== Texte à lire

C’est afin d’indiquer que l’eucharistie n’était pas pour les enfants, que le Seigneur n’a pas voulu l’instituer avec du lait, qui est leur unique nourriture, mais avec du pain et du vin, qui appartiennent en propre aux adultes.  Certains anciens, cependant, pour des raisons bien à eux, enfonçaient l’eucharistie dans la bouche des enfants.  Mais leurs raisons ne prévalurent pas, et l’Église n’adopta pas cette coutume.  Nous reviendrons plus tard sur ce sujet.
Le dixième argument. « On ne donne pas le baptême sans pénitence (Actes 2, et Marc 1).  Or, les enfants ne savent pas faire pénitence. »  Je réponds que la pénitence est nécessaire dans le baptême des adultes, à cause des péchés actuels commis par les adultes. Mais, pour le péché originel, on n’a pas à faire pénitence.  Car, quelqu’un ne fait pas correctement pénitence pour un péché qu’il n’a pas commis, et qu’il ne pouvait pas commettre.   Or, le péché originel, ce n’est pas nous qui le commettons, mais nous l’héritons d’Adam par une propagation naturelle.  Voilà pourquoi, à Romains 9, il est dit des enfants : « Qui n’ont fait rien de bon ni de mal. »

====
== Extrait de données

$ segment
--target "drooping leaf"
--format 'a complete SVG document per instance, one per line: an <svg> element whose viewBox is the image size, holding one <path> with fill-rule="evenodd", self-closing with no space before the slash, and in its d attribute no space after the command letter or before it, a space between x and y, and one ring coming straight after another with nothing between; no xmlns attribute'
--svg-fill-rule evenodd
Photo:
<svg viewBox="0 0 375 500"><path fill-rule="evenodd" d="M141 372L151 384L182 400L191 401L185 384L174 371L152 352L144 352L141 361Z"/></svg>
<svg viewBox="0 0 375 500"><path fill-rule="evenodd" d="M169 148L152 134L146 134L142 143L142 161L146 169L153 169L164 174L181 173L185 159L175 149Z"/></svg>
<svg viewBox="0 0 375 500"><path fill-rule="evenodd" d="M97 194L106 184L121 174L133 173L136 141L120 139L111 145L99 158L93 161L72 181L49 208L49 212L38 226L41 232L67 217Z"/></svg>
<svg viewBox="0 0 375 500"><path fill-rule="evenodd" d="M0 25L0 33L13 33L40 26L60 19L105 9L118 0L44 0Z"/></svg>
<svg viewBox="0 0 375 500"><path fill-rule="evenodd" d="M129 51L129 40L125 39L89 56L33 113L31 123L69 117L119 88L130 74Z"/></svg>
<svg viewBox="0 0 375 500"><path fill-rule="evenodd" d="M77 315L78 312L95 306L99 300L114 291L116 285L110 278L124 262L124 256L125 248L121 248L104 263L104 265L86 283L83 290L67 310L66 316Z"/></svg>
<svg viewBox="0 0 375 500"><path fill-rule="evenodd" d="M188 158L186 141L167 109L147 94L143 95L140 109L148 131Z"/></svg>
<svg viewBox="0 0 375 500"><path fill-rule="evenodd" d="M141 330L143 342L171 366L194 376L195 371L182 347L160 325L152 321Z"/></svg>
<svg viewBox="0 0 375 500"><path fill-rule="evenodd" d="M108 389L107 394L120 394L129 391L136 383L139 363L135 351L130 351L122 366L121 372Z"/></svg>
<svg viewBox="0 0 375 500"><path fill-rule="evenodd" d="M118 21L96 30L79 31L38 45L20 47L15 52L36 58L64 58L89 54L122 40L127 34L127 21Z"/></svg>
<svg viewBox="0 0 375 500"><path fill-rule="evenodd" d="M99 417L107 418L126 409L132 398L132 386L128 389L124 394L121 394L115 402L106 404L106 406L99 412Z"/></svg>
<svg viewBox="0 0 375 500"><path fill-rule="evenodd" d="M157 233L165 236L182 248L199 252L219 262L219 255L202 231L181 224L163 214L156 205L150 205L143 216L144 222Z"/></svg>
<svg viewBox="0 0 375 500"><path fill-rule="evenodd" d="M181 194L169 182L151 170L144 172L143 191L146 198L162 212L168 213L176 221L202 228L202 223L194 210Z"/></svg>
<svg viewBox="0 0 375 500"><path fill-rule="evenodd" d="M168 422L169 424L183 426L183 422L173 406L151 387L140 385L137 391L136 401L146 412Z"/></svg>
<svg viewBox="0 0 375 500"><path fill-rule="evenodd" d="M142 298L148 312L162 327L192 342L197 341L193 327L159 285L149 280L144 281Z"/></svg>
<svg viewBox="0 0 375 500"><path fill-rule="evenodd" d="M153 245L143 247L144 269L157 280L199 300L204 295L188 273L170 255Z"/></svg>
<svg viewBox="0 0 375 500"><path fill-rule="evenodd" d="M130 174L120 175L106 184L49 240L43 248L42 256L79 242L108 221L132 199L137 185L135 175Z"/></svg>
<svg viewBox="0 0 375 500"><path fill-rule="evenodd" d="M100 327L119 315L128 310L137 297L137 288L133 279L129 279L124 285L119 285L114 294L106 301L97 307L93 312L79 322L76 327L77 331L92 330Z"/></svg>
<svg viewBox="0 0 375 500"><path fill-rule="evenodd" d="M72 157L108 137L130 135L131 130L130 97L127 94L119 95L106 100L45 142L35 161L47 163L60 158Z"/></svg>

====

• Problème 1
Dans le texte sur le baptême des enfants, avec quels aliments le Seigneur a-t-il institué l'eucharistie au lieu du lait ?
• Problème 2
Poursuivez le texte sur le baptême des enfants à partir de sa dernière phrase.

• Réponse correcte 1
Avec du pain et du vin, qui appartiennent en propre aux adultes.

• Réponse correcte 2
Le onzième argument : « Saint Grégoire de Naziance (dans son sermon sur le baptême) conseille de différer le baptême jusqu’à ce que les enfants puissent répondre de leur foi.  Saint Augustin (dans son livre sont livre 1V sur le baptême contre les donatistes), écrit que le baptême des bébés n’a pas été statué par un concile, et qu’il a commencé au temps d’Origène. »  Ils ajoutent le témoignage de Trismegiste, des sybilles et de Musculus.  Je réponds que saint Grégoire de Naziance désirait qu’on retarde le baptême jusqu’à l’âge de trois ans, pour que les enfants puissent donner une certaine réponse, à l’exception cependant, du danger de mort.  Car il veut, en cas de danger, qu’on les baptise n’importe lequel temps.  Et il le prouve par la circoncision et par d’autres arguments.  Saint Grégoire de Naziance a donc deux choses contre les anabaptistes.  Une première.  On peut baptiser les enfants à n’importe lequel temps. Une deuxième.  On ne peut pas le retarder au-delà de trois ans.  Or, il est certain que les enfants de trois ans n’ont pas encore l’usage de raison, ne peuvent ni croire, ni faire pénitence, ni accomplir les autres choses que demandent les anabaptistes.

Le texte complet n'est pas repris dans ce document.